(DATA RECORDS)

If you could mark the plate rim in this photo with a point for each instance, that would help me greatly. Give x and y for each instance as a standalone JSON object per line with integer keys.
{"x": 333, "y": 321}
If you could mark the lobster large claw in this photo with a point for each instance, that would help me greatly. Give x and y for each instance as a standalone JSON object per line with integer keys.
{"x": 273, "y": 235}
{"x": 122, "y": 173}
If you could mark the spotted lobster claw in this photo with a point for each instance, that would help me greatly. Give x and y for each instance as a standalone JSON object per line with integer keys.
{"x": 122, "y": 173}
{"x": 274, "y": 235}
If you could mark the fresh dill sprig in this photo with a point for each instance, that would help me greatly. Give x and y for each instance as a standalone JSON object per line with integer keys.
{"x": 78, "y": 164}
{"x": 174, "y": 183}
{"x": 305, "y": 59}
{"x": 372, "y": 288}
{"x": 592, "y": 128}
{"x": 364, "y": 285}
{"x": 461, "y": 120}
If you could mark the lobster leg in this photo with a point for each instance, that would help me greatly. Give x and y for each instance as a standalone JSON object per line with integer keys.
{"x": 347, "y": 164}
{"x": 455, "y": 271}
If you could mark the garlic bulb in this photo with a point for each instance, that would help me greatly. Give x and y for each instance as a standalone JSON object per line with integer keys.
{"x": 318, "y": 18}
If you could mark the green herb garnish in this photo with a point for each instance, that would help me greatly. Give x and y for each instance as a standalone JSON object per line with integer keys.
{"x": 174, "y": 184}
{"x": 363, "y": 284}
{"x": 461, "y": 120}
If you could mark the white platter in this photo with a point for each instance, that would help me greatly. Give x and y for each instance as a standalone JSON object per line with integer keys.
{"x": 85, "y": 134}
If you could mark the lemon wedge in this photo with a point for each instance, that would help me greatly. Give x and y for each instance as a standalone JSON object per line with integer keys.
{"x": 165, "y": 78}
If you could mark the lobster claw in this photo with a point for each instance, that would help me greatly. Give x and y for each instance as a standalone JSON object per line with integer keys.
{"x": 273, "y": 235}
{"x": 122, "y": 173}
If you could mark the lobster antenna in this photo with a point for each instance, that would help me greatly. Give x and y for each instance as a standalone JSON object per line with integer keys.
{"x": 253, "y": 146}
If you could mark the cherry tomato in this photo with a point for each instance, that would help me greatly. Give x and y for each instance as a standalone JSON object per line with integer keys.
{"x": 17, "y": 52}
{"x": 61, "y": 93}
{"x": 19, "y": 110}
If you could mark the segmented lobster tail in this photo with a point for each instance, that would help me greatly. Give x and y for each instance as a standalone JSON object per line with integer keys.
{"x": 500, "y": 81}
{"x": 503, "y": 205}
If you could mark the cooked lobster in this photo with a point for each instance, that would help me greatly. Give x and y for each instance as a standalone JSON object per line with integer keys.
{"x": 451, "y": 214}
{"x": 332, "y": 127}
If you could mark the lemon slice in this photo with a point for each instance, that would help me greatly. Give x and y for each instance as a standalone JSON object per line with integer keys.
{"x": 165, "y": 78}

(End DATA RECORDS)

▶ **EXERCISE REQUIREMENTS**
All records shown above are to be output exactly.

▶ **SOLUTION TO THIS PROBLEM**
If you could mark the plate rim in this photo with a point for each instance, that would help me greatly. Give x and y for each instance as a standalone JSON object per line with integer keys.
{"x": 333, "y": 321}
If you could mark the lobster large claw in this photo with a point for each instance, that would help me greatly. Give x and y for each instance as a standalone JSON object per line with integer keys.
{"x": 273, "y": 235}
{"x": 122, "y": 173}
If you could mark the spotted lobster claw in this photo with a point for each instance, that would help me greatly. Give x and y for each instance as a standalone JSON object per line with integer keys.
{"x": 122, "y": 173}
{"x": 274, "y": 235}
If you could mark the fresh dill sprig in this photo with a point for each instance, that would help me greatly. Give x and y for each instance as a standalone JSON object per line with integer keys.
{"x": 78, "y": 164}
{"x": 174, "y": 183}
{"x": 305, "y": 59}
{"x": 372, "y": 288}
{"x": 592, "y": 128}
{"x": 364, "y": 285}
{"x": 461, "y": 120}
If you could mark the lobster leg in this photo with a point for each instance, that would help me greatly. Give x and y for each instance as a standalone JSON object per line with integer keys.
{"x": 347, "y": 164}
{"x": 455, "y": 271}
If you could mark the garlic bulb in this photo with a point for each instance, that would help me greatly. Give x and y for each instance as a standalone JSON object per line with integer keys.
{"x": 318, "y": 18}
If you could mark the green herb garnish in this photo with a point for each instance, that would help me greatly. Give x and y for each instance as a standalone JSON object per line with integer keys.
{"x": 174, "y": 184}
{"x": 363, "y": 284}
{"x": 461, "y": 120}
If you could mark the white platter in this photo with a point for each instance, that would help me greatly. Give x and y for each instance as a standalone JSON object per line with integer keys.
{"x": 85, "y": 134}
If you could mark the lemon wedge in this photo with a point for each instance, that would help me greatly. Give x and y for each instance as a standalone JSON object per line with integer keys.
{"x": 165, "y": 78}
If you could mark the lobster claw in this photo with a point for each instance, that would help me greatly. Give x and y for each instance as a standalone JSON object per line with integer keys.
{"x": 273, "y": 235}
{"x": 122, "y": 173}
If you could mark the lobster antenna in this photo with a point for each instance, that would help me greatly. Give x and y for each instance as a standalone JSON object per line with integer keys.
{"x": 253, "y": 146}
If you could mark the cherry tomato in this photo with a point for each instance, that would help me greatly. Give x and y for each instance as a standalone JSON object per line with integer keys.
{"x": 17, "y": 52}
{"x": 61, "y": 93}
{"x": 19, "y": 110}
If you could mark the segmented lobster tail in this photo with a point for each instance, that would help me greatly. Give x and y for each instance as a standalone JSON object per line with integer keys.
{"x": 500, "y": 81}
{"x": 503, "y": 205}
If you could mark the cooked lobster in this photo with a point for each instance, that would help me greatly. Give x and y for each instance as a standalone JSON object per line with integer keys.
{"x": 451, "y": 214}
{"x": 332, "y": 127}
If you could mark the lemon slice in this photo with a point for each instance, that would help me greatly. Give x and y for each instance as a standalone JSON object per line with integer keys.
{"x": 165, "y": 78}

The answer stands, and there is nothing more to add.